───── EXCERPTED PASSAGE
By Madeline Ragland, Contributing Writer

In a recent study in Sweden, scientists conducted research on the microbes that live in the permafrost soil. This research discovered the different types of microbes that are releasing methane into the atmosphere, contributing to climate change.

One of the scientists who participated in this study was the University of New Hampshire’s very own Dr. Carmody McCalley.

Microbes, or microorganisms, are single-celled organisms that live in the environment, particularly soil.

“Microbes breathe out methane, like humans breathe out carbon dioxide,” McCalley explained. Because there are billions and billions of microorganisms in the environment, the release of this methane begins to add up, creating a prominent effect on the environment. Methane is a strong greenhouse gas that is believed to contribute to climate change.

The microbes specifically studied in Sweden lived in the many levels of the permafrost soil. As the earth becomes warmer, more permafrost is thawing. The collapse of the ground due to the thawing permafrost changes the environment from dry to wet. Different microbes exist at different parts of the soil and different oxygen levels, so there is a change in the microbial makeup as the soil changes from dry to wet, due to lack of oxygen.
──────────
* EXERCISE REQUIREMENTS:
**a.** In the article on permafrost microbes, what happens to the environment when thawing permafrost makes the ground collapse?
**b.** Reproduce the part of the article on permafrost microbes starting at "In a recent" and ending at "contribute to climate change.".
**c.** Translate this sentence from the article on permafrost microbes into Spanish: "As the earth becomes warmer, more permafrost is thawing."
The material after this point comes from a separate source.
───── LISTED ENTRIES
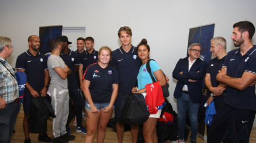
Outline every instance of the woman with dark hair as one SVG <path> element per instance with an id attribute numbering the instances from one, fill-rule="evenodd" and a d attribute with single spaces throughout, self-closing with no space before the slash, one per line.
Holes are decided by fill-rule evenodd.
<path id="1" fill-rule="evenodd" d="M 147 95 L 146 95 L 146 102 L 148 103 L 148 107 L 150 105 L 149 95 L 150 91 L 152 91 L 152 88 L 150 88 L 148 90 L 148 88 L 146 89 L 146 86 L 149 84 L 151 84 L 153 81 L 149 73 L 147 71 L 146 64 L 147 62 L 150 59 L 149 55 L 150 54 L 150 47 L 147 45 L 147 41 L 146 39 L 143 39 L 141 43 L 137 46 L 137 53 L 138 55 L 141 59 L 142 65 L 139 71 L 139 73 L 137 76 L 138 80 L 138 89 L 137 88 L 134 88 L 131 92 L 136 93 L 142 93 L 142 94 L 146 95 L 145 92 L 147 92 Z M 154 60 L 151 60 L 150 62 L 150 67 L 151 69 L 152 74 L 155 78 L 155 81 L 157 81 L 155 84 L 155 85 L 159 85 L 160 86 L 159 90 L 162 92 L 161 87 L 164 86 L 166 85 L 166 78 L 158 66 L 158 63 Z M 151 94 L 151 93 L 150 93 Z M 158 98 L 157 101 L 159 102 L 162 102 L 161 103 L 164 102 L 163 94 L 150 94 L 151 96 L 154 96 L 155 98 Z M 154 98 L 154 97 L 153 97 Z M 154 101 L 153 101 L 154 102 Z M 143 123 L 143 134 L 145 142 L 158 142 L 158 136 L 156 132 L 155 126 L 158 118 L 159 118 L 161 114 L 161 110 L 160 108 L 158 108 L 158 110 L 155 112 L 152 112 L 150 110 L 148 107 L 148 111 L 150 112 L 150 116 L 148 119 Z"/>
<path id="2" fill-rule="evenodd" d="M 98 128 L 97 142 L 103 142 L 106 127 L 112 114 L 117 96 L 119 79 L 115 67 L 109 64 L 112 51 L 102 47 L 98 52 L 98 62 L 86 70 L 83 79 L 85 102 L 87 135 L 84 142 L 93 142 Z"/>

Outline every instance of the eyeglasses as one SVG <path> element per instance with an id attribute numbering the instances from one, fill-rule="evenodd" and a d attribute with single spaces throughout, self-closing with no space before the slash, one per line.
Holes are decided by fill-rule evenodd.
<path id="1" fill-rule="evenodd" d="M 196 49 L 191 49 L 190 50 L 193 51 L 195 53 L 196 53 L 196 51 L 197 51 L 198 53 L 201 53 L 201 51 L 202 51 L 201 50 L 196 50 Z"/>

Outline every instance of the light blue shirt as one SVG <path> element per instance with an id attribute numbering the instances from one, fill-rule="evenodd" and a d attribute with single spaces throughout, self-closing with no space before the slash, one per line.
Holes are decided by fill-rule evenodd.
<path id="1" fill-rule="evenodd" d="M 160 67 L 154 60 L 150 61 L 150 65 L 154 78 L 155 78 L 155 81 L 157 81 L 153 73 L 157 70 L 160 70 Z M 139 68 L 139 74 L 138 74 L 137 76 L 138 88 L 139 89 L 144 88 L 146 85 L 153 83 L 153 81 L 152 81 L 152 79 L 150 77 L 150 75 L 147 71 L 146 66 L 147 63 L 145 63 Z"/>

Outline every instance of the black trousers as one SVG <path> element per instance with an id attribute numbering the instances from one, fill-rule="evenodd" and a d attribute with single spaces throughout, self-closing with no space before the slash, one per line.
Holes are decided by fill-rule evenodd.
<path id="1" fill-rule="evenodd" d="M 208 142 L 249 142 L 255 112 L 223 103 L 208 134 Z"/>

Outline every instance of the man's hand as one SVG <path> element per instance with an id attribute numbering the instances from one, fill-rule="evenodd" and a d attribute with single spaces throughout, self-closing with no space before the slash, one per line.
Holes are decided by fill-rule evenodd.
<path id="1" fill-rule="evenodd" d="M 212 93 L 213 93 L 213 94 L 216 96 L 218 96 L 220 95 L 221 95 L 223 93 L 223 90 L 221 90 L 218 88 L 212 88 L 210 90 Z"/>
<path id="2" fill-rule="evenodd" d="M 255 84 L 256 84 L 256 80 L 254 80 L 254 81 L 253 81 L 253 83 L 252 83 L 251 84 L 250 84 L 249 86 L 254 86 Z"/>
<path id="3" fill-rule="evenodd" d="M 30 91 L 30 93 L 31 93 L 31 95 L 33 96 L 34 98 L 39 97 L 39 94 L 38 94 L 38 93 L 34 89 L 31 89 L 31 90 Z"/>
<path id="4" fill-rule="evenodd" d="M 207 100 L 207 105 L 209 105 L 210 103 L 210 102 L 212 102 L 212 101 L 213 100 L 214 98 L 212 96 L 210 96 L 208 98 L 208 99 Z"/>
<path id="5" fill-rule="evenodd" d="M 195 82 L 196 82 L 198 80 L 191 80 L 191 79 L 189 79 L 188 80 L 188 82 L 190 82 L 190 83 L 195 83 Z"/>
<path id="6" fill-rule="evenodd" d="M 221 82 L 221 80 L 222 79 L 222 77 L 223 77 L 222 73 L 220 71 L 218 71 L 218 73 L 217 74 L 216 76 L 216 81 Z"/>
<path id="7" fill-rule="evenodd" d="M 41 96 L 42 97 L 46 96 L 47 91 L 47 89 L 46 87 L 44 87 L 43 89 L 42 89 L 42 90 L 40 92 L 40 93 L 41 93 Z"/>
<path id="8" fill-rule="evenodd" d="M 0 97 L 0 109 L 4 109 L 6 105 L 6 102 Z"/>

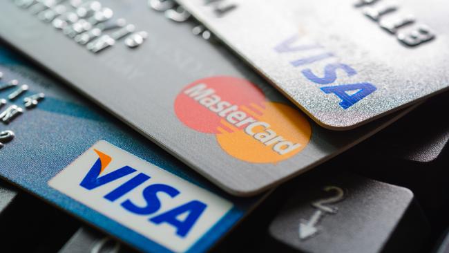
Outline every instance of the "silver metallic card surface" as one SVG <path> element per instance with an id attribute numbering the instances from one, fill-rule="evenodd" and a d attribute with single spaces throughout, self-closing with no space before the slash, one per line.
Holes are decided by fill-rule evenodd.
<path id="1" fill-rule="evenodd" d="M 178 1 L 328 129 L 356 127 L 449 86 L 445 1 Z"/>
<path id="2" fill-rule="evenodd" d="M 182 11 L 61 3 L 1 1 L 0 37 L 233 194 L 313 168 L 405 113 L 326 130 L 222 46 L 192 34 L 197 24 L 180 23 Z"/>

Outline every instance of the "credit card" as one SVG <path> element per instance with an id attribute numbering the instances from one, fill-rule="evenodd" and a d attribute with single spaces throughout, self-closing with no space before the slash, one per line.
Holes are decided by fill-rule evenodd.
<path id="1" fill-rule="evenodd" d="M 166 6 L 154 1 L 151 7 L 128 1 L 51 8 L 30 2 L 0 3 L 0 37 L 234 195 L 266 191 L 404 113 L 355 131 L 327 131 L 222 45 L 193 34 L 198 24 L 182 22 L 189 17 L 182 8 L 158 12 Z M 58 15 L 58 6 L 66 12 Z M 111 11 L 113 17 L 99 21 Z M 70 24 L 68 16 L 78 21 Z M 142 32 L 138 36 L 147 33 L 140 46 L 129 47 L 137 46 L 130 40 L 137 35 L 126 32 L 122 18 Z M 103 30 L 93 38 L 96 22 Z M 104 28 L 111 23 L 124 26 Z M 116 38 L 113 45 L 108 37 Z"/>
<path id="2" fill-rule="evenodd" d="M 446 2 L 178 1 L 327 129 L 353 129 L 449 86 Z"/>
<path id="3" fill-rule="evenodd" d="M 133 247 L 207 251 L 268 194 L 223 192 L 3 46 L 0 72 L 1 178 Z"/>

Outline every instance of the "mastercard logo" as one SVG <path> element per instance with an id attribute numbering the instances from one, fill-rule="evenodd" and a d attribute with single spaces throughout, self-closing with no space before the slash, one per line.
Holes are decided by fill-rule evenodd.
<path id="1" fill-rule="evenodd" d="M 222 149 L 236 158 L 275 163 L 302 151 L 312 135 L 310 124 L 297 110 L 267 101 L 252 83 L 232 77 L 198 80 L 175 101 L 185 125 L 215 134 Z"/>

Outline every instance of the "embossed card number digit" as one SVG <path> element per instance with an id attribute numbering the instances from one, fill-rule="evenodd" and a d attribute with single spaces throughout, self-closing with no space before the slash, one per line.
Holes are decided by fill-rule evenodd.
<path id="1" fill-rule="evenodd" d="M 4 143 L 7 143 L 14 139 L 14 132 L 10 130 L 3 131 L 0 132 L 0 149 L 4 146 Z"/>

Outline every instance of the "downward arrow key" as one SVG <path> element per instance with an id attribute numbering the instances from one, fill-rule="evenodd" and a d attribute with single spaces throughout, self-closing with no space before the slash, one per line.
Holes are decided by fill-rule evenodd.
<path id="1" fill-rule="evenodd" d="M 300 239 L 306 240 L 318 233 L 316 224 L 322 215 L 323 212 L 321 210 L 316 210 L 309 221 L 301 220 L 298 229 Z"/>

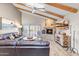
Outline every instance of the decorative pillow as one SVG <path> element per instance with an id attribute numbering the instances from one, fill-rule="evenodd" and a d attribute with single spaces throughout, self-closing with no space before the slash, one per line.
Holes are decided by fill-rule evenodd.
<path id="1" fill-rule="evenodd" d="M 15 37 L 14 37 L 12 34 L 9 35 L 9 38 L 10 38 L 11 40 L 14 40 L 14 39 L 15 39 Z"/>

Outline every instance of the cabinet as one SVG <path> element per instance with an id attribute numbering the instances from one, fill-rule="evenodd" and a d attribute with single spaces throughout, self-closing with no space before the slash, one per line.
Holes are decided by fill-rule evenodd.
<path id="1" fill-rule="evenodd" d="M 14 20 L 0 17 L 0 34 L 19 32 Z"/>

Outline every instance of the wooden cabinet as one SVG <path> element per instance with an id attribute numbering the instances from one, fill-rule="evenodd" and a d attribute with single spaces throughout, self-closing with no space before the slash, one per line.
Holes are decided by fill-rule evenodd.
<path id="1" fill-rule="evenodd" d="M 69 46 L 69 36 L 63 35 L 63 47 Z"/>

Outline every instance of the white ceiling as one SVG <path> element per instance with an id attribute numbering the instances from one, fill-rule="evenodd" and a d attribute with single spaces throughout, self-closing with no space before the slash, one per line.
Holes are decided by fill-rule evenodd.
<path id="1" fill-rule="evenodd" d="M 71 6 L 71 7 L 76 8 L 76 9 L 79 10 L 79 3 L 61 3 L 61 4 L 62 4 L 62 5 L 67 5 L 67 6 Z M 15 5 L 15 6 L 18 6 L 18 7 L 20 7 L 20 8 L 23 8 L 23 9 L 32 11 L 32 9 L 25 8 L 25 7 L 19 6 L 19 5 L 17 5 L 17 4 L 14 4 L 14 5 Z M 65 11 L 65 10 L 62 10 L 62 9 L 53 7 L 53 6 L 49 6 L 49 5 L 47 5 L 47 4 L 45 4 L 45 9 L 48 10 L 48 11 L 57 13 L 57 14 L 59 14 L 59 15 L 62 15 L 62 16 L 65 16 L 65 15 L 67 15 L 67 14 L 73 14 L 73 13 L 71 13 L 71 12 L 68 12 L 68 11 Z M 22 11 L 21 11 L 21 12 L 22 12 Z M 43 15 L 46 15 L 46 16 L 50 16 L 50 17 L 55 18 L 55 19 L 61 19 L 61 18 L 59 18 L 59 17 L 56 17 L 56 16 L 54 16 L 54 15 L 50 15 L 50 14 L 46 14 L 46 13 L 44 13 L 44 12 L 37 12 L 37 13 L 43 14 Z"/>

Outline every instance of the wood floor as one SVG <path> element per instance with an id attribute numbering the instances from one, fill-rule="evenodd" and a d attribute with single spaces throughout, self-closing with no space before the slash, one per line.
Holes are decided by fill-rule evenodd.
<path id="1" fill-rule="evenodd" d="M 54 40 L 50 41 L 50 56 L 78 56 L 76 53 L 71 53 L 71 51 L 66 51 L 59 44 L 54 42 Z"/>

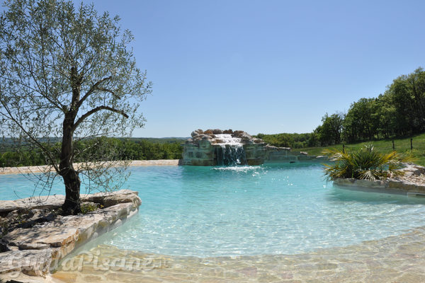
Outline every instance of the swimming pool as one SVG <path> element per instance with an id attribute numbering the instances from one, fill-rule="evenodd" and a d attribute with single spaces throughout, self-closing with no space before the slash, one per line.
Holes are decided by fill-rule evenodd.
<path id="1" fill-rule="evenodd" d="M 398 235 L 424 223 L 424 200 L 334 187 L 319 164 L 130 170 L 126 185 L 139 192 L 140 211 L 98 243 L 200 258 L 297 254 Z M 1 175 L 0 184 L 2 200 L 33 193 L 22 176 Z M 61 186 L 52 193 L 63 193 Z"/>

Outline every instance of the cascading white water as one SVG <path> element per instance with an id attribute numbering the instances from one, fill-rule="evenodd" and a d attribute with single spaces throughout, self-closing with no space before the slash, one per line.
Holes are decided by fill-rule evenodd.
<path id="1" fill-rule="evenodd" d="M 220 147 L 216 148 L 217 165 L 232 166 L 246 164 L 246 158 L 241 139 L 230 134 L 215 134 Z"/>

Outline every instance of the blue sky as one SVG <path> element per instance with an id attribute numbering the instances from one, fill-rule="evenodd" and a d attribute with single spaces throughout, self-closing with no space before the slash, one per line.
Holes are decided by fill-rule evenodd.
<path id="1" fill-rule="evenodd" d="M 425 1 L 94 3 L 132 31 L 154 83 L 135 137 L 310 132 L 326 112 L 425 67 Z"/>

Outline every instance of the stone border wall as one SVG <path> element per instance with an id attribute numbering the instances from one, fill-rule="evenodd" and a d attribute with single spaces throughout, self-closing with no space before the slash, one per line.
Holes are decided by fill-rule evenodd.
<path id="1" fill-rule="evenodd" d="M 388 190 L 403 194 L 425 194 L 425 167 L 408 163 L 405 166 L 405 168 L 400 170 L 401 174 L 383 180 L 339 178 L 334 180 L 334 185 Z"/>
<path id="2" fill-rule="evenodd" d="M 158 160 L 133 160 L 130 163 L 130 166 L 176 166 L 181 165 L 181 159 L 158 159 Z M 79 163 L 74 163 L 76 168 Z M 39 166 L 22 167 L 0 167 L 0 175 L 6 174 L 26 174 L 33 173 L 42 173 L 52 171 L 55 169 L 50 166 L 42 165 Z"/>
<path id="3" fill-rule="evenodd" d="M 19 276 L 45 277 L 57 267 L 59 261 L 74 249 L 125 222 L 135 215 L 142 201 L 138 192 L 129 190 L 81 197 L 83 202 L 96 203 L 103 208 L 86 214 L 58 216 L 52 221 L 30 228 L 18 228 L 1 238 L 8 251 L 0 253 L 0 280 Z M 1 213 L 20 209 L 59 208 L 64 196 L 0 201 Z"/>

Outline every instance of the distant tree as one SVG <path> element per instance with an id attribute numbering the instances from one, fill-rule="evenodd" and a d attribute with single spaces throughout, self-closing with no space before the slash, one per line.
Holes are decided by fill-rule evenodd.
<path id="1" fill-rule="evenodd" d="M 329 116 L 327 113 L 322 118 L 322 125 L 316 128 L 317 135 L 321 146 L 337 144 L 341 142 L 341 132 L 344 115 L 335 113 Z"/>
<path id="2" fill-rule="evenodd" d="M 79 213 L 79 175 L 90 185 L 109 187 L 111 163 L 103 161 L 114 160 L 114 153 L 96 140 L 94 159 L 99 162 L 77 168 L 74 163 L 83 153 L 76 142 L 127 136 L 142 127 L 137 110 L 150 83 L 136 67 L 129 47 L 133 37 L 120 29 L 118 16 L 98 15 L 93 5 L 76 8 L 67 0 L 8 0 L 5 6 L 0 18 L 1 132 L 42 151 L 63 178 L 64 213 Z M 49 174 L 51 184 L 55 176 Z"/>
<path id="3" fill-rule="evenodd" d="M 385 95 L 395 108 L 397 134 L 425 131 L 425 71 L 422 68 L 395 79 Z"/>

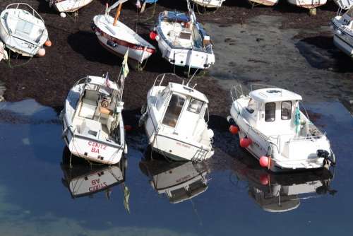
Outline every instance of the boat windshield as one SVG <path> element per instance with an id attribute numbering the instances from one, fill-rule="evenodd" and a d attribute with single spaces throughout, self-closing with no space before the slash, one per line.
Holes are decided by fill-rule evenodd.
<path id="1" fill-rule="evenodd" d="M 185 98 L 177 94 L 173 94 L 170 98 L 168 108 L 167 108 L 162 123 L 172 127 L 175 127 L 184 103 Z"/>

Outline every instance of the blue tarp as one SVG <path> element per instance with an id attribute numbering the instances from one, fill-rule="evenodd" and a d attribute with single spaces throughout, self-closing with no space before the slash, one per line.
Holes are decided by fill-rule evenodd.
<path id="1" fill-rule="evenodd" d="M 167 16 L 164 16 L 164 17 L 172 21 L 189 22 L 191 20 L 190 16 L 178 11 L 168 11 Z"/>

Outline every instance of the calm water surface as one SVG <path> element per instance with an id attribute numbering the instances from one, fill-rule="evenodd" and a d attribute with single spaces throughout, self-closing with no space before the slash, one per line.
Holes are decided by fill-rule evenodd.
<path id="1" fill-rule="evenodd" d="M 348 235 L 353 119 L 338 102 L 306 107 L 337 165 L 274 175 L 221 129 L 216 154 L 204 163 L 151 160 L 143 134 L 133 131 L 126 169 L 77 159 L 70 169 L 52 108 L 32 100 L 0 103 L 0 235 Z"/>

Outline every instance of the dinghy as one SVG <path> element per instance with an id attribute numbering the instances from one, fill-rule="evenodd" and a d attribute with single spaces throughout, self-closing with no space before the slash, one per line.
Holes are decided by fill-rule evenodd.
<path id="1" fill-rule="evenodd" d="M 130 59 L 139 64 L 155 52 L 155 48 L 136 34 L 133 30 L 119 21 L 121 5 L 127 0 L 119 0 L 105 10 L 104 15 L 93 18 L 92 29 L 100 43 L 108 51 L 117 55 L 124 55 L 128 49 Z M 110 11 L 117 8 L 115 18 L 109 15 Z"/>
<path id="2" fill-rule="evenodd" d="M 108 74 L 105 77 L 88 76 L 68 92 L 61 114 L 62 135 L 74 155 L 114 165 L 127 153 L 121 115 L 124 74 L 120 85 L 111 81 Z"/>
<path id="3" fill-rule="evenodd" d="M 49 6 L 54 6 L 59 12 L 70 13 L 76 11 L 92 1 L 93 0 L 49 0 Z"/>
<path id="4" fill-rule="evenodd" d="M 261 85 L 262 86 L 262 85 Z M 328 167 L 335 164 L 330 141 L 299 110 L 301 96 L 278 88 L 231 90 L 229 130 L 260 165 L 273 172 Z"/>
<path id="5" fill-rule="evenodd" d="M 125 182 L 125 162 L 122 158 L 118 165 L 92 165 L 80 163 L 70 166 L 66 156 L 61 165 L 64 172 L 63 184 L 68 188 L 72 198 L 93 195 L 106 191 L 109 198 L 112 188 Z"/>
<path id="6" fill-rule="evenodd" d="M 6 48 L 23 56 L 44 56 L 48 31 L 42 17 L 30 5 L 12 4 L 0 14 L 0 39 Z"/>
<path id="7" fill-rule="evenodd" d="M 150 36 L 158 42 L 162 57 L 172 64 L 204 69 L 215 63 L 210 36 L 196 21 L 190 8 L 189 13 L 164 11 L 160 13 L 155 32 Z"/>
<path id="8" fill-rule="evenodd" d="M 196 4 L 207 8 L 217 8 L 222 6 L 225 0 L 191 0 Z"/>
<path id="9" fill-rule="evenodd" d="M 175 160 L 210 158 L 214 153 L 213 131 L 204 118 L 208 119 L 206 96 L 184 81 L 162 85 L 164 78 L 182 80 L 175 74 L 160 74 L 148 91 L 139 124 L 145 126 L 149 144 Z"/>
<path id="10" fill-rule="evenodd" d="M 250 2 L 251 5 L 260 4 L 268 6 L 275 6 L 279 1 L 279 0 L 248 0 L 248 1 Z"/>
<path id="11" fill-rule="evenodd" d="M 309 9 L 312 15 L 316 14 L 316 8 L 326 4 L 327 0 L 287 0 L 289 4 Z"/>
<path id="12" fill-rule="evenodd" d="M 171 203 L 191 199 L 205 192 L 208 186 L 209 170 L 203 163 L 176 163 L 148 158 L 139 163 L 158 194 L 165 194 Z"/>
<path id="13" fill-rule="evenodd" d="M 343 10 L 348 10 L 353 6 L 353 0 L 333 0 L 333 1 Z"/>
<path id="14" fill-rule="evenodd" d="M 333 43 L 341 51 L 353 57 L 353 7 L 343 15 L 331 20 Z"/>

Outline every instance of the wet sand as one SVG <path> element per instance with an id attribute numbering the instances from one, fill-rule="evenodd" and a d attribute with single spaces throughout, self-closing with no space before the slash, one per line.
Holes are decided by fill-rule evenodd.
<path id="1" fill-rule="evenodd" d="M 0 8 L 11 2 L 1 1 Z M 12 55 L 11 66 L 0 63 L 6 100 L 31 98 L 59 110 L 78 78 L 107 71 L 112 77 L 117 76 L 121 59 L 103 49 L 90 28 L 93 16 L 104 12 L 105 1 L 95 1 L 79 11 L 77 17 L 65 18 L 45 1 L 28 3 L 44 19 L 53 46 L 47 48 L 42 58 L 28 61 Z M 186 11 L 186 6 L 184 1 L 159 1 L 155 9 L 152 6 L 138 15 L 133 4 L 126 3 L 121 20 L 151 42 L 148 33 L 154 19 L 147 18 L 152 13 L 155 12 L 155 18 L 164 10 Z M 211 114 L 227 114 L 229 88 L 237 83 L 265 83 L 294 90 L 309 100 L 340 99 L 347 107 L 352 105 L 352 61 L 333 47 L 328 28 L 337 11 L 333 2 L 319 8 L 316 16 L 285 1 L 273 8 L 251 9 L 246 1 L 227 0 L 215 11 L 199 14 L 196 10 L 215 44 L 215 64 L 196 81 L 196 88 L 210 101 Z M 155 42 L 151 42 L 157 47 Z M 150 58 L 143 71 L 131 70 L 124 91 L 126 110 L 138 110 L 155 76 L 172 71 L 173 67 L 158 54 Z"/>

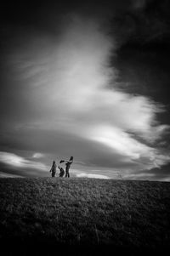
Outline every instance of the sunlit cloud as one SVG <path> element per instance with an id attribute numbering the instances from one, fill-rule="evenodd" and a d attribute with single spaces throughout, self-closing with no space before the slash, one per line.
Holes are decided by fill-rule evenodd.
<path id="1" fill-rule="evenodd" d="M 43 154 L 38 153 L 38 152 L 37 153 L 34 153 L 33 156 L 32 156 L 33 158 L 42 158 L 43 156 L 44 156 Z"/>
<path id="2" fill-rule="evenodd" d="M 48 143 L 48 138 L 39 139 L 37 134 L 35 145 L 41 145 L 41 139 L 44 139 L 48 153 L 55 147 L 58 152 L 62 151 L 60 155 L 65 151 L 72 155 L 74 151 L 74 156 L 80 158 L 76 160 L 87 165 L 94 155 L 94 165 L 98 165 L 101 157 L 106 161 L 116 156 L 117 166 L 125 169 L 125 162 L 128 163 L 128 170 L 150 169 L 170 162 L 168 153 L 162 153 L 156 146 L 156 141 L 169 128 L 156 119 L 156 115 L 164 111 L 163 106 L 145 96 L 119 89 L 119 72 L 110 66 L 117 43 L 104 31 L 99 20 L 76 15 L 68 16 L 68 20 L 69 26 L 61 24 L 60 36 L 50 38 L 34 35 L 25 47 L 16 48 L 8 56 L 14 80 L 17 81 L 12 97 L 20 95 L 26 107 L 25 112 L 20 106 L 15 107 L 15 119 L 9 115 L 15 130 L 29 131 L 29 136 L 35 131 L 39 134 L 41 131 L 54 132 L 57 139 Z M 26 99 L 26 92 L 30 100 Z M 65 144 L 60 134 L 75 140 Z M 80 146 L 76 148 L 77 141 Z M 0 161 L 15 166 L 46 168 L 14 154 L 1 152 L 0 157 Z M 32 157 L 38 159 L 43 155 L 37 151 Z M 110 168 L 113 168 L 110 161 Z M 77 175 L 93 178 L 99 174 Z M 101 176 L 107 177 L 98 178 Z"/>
──────────
* PER-TASK OUTPUTS:
**a.** The environment changes from dry to wet.

**b.**
In a recent study in Sweden, scientists conducted research on the microbes that live in the permafrost soil. This research discovered the different types of microbes that are releasing methane into the atmosphere, contributing to climate change.

One of the scientists who participated in this study was the University of New Hampshire’s very own Dr. Carmody McCalley.

Microbes, or microorganisms, are single-celled organisms that live in the environment, particularly soil.

“Microbes breathe out methane, like humans breathe out carbon dioxide,” McCalley explained. Because there are billions and billions of microorganisms in the environment, the release of this methane begins to add up, creating a prominent effect on the environment. Methane is a strong greenhouse gas that is believed to contribute to climate change.

**c.** A medida que la Tierra se calienta, más permafrost se está descongelando.